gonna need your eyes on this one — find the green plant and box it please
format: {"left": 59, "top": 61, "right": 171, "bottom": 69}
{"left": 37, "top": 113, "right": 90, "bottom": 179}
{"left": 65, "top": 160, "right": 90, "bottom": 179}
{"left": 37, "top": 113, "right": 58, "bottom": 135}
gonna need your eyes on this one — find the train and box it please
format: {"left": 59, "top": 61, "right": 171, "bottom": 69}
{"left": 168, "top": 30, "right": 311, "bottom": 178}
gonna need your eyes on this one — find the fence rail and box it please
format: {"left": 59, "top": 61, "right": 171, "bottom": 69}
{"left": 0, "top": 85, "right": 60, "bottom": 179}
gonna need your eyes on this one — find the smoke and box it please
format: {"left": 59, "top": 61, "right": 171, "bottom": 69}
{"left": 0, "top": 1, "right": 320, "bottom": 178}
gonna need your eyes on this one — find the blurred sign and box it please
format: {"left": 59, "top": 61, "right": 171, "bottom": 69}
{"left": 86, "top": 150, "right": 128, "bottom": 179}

──────

■ HOW TO COMPLETE THIS TASK
Where the word "your" appears in a line of the entries, copy that line.

■ TASK RESULT
gonna need your eyes on this one — find the green plant and box it please
gonna need your eyes on this one — find the train and box it please
gonna need your eyes on this one — find the fence rail and box it please
gonna need your eyes on this one — find the smoke and box it please
gonna need your eyes on this one — find the blurred sign and box it please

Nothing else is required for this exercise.